[START Given data]
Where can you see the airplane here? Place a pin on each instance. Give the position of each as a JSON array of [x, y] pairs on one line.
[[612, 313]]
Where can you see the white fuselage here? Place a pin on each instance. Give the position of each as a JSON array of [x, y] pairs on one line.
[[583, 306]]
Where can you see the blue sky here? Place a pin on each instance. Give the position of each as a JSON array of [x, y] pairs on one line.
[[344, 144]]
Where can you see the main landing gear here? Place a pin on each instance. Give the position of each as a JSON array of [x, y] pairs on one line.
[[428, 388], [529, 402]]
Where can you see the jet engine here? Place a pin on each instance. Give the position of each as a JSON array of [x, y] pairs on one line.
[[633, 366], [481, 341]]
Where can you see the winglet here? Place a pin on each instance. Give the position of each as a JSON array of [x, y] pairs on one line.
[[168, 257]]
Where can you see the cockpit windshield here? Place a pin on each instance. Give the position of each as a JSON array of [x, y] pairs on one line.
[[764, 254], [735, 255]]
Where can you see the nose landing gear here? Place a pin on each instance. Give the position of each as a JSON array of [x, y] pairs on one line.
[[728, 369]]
[END Given data]
Can you write out the rows above again, replacing "Place a pin" with "Drop a marker" and leaving everything else as it is?

Where can you see the airplane here? Drop a marker on each instance. Give the position of each as a JSON array of [x, y] pairs on one line.
[[612, 313]]
Where can you see the white fuselage here? Drop a marker on each instance. Give the position of each as a JSON array of [x, y] pairs on one line.
[[583, 306]]
Where can you see the blue sky here? Drop a marker on each instance. Give the position of each as a JSON array of [x, y] pairs on one line.
[[344, 144]]
Where can you see the main landing gear here? Drop a marker on each instance. Give the position of each as a JSON array of [x, y] pairs on one line.
[[428, 388], [529, 402]]
Where can you see the jet engine here? Drop a marker on each instance. Give the position of each as a JSON array of [x, y] pairs on one line.
[[633, 366], [481, 341]]
Where can you see the winglet here? Drop a marker on each instance. Give the position of each as a JSON array of [x, y] pairs on one line.
[[168, 257]]
Where can you see the cockpit windshield here? Drop a marker on each instance. Give the position of each as a JSON array of [x, y] pairs on one line.
[[764, 254], [735, 255]]
Where can you see the nose landing gear here? Drop a marker on each instance. Give the position of each as a JSON array of [x, y] pairs on one line.
[[728, 369]]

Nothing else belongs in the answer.